[Requirement]
Starting at the line with "POST /annotate" in it, reproduce each line below through the last one, exactly, and include nothing else.

Records excerpted from a collection:
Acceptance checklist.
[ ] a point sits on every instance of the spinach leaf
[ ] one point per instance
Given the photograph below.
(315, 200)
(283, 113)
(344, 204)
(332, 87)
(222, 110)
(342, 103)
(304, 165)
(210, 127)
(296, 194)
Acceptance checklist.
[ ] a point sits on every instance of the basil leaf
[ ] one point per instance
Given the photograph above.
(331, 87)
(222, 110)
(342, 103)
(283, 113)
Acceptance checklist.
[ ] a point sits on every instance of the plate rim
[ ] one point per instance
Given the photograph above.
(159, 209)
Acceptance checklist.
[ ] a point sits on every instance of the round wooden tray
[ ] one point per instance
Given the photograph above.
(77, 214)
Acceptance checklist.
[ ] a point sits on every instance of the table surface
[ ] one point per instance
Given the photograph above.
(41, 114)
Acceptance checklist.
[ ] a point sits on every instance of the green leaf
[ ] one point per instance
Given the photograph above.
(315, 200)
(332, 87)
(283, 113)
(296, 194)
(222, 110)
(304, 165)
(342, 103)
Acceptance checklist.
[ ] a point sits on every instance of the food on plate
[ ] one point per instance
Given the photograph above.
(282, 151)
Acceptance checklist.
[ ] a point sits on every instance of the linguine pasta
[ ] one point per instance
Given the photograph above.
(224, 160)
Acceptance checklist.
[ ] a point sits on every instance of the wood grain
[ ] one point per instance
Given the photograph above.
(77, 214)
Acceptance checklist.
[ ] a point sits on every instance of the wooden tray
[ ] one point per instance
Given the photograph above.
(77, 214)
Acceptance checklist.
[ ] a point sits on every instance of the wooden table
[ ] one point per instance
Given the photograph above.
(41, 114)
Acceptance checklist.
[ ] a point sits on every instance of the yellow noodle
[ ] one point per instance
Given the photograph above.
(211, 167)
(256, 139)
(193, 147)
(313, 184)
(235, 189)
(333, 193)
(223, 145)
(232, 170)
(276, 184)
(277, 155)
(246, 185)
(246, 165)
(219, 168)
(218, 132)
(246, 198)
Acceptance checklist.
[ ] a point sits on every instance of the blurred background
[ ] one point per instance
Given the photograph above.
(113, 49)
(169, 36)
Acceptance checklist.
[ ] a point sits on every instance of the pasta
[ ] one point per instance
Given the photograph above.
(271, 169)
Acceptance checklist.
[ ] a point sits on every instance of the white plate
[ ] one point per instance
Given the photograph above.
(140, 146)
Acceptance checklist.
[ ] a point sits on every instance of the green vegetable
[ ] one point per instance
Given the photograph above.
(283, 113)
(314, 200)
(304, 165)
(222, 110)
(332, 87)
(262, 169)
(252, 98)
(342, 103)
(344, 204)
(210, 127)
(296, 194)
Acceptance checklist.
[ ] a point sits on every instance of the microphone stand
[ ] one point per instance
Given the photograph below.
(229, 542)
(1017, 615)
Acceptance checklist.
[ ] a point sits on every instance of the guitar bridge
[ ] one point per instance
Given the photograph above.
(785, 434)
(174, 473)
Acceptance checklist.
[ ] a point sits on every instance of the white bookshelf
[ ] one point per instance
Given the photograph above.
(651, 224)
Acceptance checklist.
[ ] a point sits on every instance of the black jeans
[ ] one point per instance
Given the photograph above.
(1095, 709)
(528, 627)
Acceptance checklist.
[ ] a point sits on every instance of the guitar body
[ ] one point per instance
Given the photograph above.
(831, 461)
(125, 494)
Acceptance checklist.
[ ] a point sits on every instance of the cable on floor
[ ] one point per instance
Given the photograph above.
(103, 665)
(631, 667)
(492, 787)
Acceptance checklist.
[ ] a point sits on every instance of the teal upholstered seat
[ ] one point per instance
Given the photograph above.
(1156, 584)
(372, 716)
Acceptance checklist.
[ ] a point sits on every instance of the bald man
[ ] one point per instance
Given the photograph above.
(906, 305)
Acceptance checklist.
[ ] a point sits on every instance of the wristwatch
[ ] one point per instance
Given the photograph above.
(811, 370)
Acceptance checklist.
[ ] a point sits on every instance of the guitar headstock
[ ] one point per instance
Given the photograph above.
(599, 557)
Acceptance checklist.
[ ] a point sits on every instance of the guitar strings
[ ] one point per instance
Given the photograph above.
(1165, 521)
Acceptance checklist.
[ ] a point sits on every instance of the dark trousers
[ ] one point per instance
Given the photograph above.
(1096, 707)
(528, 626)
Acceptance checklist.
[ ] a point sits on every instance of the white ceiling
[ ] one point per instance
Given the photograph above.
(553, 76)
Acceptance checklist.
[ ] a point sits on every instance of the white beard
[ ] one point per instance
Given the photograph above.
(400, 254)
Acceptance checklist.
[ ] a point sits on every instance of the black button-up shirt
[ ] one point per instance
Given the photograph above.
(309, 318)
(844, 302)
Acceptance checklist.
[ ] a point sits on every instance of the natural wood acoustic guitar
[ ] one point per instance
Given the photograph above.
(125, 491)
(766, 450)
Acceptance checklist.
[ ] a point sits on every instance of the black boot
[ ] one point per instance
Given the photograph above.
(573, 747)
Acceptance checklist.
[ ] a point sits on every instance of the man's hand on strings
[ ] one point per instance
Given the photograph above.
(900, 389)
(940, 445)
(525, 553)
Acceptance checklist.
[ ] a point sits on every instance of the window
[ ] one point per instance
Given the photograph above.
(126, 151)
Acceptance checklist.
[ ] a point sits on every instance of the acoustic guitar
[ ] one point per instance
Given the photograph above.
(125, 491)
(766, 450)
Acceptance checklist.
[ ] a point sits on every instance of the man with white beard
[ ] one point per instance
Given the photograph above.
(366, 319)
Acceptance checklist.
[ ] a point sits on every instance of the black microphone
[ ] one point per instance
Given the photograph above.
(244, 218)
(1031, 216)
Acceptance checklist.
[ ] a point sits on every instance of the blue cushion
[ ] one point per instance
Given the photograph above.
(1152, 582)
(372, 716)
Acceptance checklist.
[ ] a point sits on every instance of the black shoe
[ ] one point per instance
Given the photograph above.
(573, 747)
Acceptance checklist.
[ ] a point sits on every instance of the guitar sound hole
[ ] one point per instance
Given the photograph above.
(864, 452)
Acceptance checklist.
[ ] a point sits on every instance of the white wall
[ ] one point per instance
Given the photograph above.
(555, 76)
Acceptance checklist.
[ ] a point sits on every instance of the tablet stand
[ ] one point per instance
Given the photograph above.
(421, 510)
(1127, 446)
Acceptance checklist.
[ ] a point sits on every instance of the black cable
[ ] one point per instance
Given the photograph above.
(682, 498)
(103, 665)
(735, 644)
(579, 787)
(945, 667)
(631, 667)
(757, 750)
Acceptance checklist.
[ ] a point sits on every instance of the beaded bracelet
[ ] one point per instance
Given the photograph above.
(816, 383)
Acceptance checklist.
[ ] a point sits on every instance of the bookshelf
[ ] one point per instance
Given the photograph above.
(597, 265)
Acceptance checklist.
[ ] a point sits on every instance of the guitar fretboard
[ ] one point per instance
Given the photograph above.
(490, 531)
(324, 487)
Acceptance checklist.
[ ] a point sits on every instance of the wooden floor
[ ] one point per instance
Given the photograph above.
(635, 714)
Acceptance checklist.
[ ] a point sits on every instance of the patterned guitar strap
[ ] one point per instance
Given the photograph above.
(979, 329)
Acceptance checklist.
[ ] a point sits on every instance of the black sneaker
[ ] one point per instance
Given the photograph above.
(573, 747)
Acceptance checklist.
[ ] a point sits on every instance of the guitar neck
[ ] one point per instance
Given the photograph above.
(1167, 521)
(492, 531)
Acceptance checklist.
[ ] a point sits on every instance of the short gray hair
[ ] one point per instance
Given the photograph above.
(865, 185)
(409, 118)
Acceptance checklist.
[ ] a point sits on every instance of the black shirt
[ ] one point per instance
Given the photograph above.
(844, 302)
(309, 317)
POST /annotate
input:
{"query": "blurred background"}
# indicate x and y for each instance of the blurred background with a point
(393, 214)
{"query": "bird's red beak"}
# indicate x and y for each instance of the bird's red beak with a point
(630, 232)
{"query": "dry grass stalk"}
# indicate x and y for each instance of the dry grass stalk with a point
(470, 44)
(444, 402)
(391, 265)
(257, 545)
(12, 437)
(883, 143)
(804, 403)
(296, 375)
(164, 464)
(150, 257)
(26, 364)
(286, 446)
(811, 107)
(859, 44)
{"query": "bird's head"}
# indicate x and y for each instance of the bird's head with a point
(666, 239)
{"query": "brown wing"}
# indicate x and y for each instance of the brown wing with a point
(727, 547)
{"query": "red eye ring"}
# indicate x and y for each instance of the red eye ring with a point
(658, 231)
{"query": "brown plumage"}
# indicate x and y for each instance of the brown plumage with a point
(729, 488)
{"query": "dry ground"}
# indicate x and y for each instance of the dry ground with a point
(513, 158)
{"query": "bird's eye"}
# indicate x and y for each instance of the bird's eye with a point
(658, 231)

[Exercise output]
POST /annotate
input:
{"query": "blurred background"}
# indicate x and y for each instance of the blurred background with a point
(393, 214)
{"query": "bird's red beak"}
# indicate x and y for each instance of the bird's red beak with a point
(630, 232)
{"query": "dry grass stalk"}
# indicate x and y for each instance of the dry grass stalk with a point
(470, 44)
(444, 402)
(391, 265)
(257, 545)
(12, 437)
(883, 143)
(804, 403)
(296, 375)
(164, 464)
(150, 257)
(26, 364)
(286, 446)
(811, 107)
(859, 44)
{"query": "bird's head"}
# indicate x and y for each instance of the bird's head with a point
(666, 239)
{"query": "brown wing"}
# indicate x and y for each instance of the brown wing with a point
(727, 547)
{"query": "red eye ring"}
# indicate x and y for each instance of the red eye ring with a point
(658, 231)
{"query": "brown plumage"}
# indicate x and y for each instance of the brown plumage with a point
(729, 488)
{"query": "dry ground"}
# indicate x and y for each instance of the dry ground with a point
(513, 158)
{"query": "bird's eye"}
# indicate x and y for each instance of the bird's eye with a point
(658, 231)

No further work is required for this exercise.